[EXTRAIT CITÉ]
..............................

SOCIETE : Bon sens, conscience et …impatience

Posté le jeudi 24 septembre 2020
SOCIETE : Bon sens, conscience et …impatience

« J’ai fait tout ce que les soldats ont coutume de faire et, pour le reste, j’ai fait ce que j’ai pu ».  Etienne Vignoles de La Hire (1390-1443).

Le  22 avril 1915, dans les Flandres et le secteur d’Ypres, l’Allemagne lance sa première attaque au gaz en déversant plus de cent-cinquante tonnes de chlore sous pression. L’effet fut dévastateur et, dans les tranchées, on dénombra plus de mille morts dans les troupes françaises. La guerre avait changé de nature. Elle devenait non seulement meurtrière mais aussi insidieuse.  Fournir un masque à gaz à tous les soldats devient alors une priorité. Aussitôt les politiques, les militaires, les scientifiques et industriels se lancent dans une course pour concevoir et réaliser des protections respiratoires étanches, ajustables, efficaces. Les premiers « baillons » sont développés et, dès les premiers jours décembre 1916, chaque combattant français avait à sa disposition un masque efficace qui assurait sa survie face au danger mortel.

..............................

[À FAIRE] Redonnez l'extrait cité en entier, sans rien y changer.

..............................

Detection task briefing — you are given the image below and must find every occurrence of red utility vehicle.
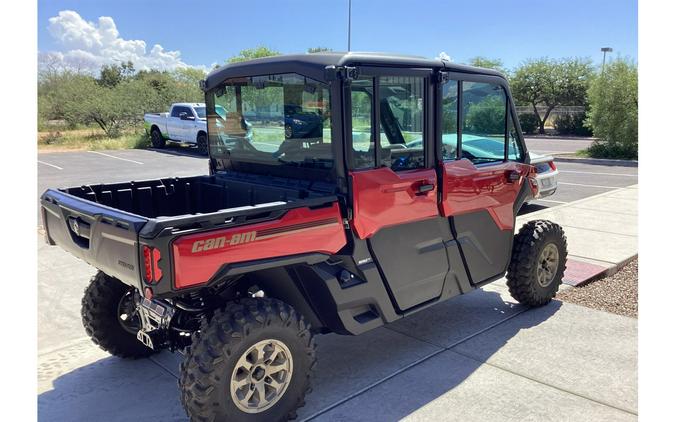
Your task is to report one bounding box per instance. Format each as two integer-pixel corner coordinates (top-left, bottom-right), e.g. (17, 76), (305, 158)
(41, 53), (567, 421)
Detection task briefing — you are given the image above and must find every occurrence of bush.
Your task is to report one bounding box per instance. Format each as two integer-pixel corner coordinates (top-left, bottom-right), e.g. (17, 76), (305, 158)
(554, 113), (593, 136)
(466, 95), (504, 133)
(586, 59), (638, 159)
(518, 113), (539, 135)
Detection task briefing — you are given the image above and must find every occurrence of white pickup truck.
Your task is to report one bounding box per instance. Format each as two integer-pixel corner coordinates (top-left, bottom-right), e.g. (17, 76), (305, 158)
(144, 103), (208, 155)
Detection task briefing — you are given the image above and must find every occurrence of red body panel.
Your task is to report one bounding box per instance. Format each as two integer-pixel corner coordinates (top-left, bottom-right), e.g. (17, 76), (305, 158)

..............................

[TÂCHE ACCOMPLIE]
SOCIETE : Bon sens, conscience et …impatience

Posté le jeudi 24 septembre 2020
SOCIETE : Bon sens, conscience et …impatience

« J’ai fait tout ce que les soldats ont coutume de faire et, pour le reste, j’ai fait ce que j’ai pu ».  Etienne Vignoles de La Hire (1390-1443).

Le  22 avril 1915, dans les Flandres et le secteur d’Ypres, l’Allemagne lance sa première attaque au gaz en déversant plus de cent-cinquante tonnes de chlore sous pression. L’effet fut dévastateur et, dans les tranchées, on dénombra plus de mille morts dans les troupes françaises. La guerre avait changé de nature. Elle devenait non seulement meurtrière mais aussi insidieuse.  Fournir un masque à gaz à tous les soldats devient alors une priorité. Aussitôt les politiques, les militaires, les scientifiques et industriels se lancent dans une course pour concevoir et réaliser des protections respiratoires étanches, ajustables, efficaces. Les premiers « baillons » sont développés et, dès les premiers jours décembre 1916, chaque combattant français avait à sa disposition un masque efficace qui assurait sa survie face au danger mortel.